Corresponding to the method for recognizing an action according to the above embodiments of FIGS. 1 to 4, as illustrated in FIG. 5, the disclosure also provides a model for recognizing an action, the input of the model is the sequence for key points, and the output is the target recognized action of the sequence.
As illustrated in FIG. 5, the model for recognizing an action includes a first graph convolutional network layer, a down-sampling layer, a second graph convolutional network layer, a feature fusion layer and a classification layer.
The first graph convolutional network layer is configured to extract the first space-time features corresponding to the sequence.
The down-sampling layer is configured to obtain the down-sampled space-time features corresponding to the time granularity by down-sampling the first space-time features based on the sampling rate corresponding to the time granularity.
The second graph convolutional network layer includes a plurality of feature extraction structures. The feature extraction structures correspond to the sampling rates corresponding to the down-sampled space-time features. The feature extraction structure is configured to obtain the second space-time feature corresponding to the time granularity by performing feature extraction on any down-sampled space-time feature.
The feature fusion layer is configured to perform feature fusion on the second space-time features based on sampling rates corresponding to the time granularities.

_Supplied entries:_
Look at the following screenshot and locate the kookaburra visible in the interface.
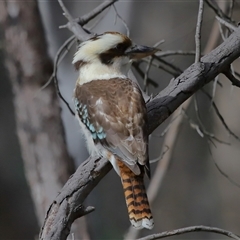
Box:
[73,32,157,229]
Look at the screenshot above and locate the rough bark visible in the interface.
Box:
[41,19,240,239]
[0,1,83,237]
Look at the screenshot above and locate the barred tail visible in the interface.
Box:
[118,161,154,229]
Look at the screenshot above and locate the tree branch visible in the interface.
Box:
[138,226,240,240]
[40,27,240,240]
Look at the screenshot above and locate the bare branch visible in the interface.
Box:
[138,226,240,240]
[113,5,130,37]
[74,0,118,26]
[155,50,196,57]
[223,68,240,87]
[216,16,237,31]
[201,88,240,141]
[204,0,231,22]
[195,0,204,63]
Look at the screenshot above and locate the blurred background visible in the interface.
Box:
[0,0,240,239]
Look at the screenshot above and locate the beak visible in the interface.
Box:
[125,45,161,59]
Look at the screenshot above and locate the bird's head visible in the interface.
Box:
[72,32,158,82]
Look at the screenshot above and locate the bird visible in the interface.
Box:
[72,32,158,229]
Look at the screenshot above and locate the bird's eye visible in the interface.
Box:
[115,43,124,51]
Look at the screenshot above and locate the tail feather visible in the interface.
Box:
[118,161,154,229]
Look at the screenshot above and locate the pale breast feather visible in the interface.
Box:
[74,78,148,175]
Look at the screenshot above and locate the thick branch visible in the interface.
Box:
[41,27,240,239]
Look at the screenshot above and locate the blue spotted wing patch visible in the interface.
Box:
[74,98,106,141]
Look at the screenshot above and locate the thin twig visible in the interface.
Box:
[195,0,204,63]
[204,0,231,22]
[132,62,158,88]
[138,226,240,240]
[77,0,118,26]
[155,50,196,57]
[223,68,240,87]
[113,4,130,37]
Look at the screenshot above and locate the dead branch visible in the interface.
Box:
[138,226,240,240]
[41,23,240,239]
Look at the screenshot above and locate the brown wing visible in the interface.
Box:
[75,78,148,174]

_Do this:_ According to the passage on the action-recognition model, what does the first graph convolutional network layer extract?

_Exercise response:_ The first space-time features corresponding to the sequence.